### What to produce
Set down the text on the 1979 Sam Houston State Bearkats football team word for word, in full.

### Text

######

- Conference: Lone Star Conference
- Record: 1–9 (0–7 LSC)
- Head coach: Melvin Brown (2nd season);
- Home stadium: Pritchett Field

= 1979 Sam Houston State Bearkats football team =

American college football season

The 1979 Sam Houston State Bearkats football team represented Sam Houston State University as a member of the Lone Star Conference (LSC) during the 1979 NAIA Division I football season. Led by second-year head coach Melvin Brown, the Bearkats compiled an overall record of 1–9 with a mark of 0–7 in conference play, and finished eighth in the LSC.

######

### Dataset extract
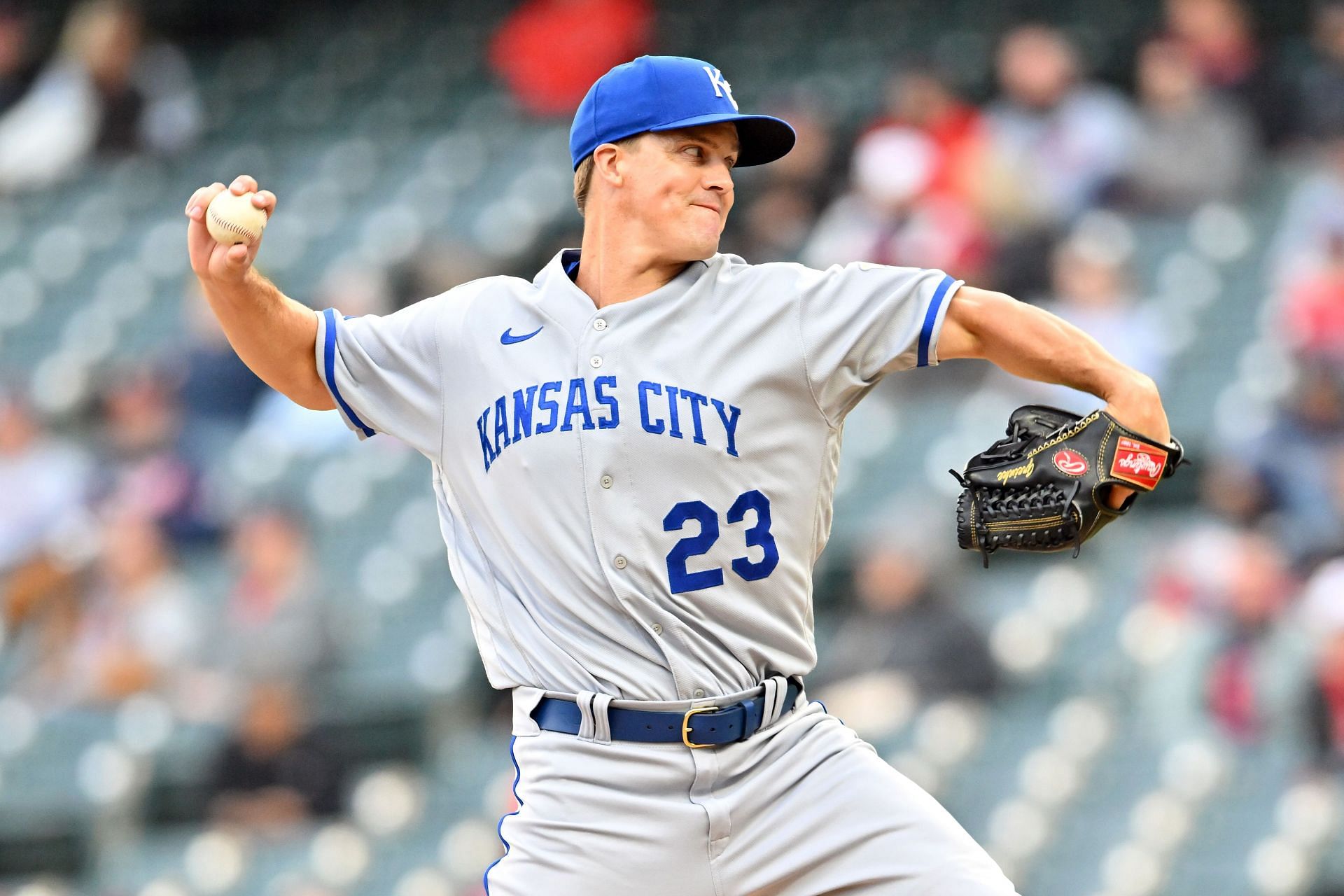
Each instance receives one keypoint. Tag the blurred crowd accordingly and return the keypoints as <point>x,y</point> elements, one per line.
<point>1015,190</point>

######

### Task answer
- Conference: Lone Star Conference
- Record: 1–9 (0–7 LSC)
- Head coach: Melvin Brown (2nd season);
- Home stadium: Pritchett Field

= 1979 Sam Houston State Bearkats football team =

American college football season

The 1979 Sam Houston State Bearkats football team represented Sam Houston State University as a member of the Lone Star Conference (LSC) during the 1979 NAIA Division I football season. Led by second-year head coach Melvin Brown, the Bearkats compiled an overall record of 1–9 with a mark of 0–7 in conference play, and finished eighth in the LSC.